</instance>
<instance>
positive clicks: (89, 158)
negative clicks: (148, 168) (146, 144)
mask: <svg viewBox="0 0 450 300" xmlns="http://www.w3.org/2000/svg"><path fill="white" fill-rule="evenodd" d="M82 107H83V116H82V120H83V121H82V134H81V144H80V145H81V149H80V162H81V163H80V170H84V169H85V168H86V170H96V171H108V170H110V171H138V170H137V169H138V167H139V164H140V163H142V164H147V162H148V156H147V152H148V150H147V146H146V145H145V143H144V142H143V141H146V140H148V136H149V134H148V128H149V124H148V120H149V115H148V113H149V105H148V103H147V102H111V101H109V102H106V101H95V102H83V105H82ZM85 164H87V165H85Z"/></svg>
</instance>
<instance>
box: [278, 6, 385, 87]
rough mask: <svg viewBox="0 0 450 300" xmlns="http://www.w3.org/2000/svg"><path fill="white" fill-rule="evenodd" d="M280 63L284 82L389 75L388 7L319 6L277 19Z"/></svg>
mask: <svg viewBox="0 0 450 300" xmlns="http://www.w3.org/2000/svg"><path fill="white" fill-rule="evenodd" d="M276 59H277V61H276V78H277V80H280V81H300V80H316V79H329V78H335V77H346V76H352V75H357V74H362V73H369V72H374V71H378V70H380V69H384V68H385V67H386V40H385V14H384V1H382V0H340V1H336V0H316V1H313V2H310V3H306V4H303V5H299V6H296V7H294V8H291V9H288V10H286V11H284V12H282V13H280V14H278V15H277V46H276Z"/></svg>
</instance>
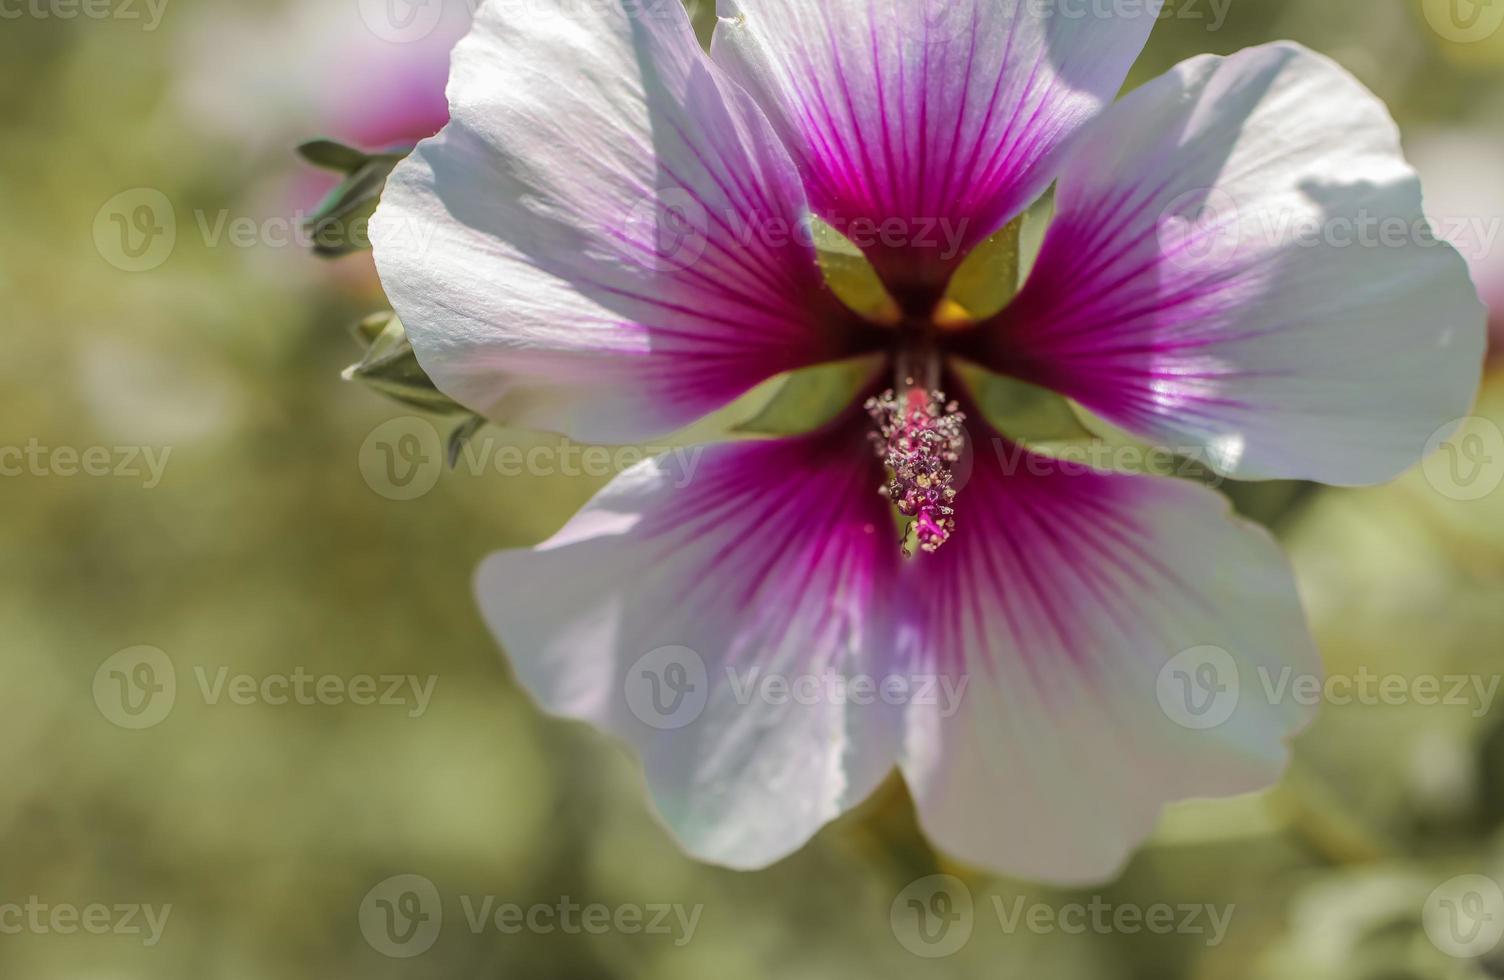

++++++++++

(WORK TASK):
Copy out all of the material above, character for character, and leave the pictures out.

(WRITTEN RESPONSE):
</instance>
<instance>
positive clicks: (89, 158)
negative clicks: (148, 168) (146, 144)
mask: <svg viewBox="0 0 450 300" xmlns="http://www.w3.org/2000/svg"><path fill="white" fill-rule="evenodd" d="M82 107H83V116H82V120H83V121H82V134H81V144H80V145H81V149H80V162H81V163H80V170H84V169H85V168H86V170H96V171H108V170H110V171H138V170H137V169H138V167H139V164H140V163H142V164H147V162H148V156H147V152H148V150H147V146H146V145H145V143H144V142H143V141H146V140H148V136H149V134H148V128H149V124H148V120H149V115H148V113H149V105H148V103H147V102H111V101H109V102H106V101H95V102H83V105H82ZM85 164H87V165H85Z"/></svg>
</instance>
<instance>
box: [278, 6, 385, 87]
rough mask: <svg viewBox="0 0 450 300" xmlns="http://www.w3.org/2000/svg"><path fill="white" fill-rule="evenodd" d="M280 63L284 82L389 75L388 7L319 6L277 19Z"/></svg>
mask: <svg viewBox="0 0 450 300" xmlns="http://www.w3.org/2000/svg"><path fill="white" fill-rule="evenodd" d="M276 59H277V61H276V78H277V80H280V81H300V80H316V79H329V78H335V77H346V76H352V75H357V74H362V73H369V72H374V71H378V70H380V69H384V68H385V67H386V40H385V14H384V1H382V0H340V1H336V0H316V1H313V2H310V3H306V4H303V5H299V6H296V7H294V8H291V9H288V10H286V11H284V12H282V13H280V14H278V15H277V46H276Z"/></svg>
</instance>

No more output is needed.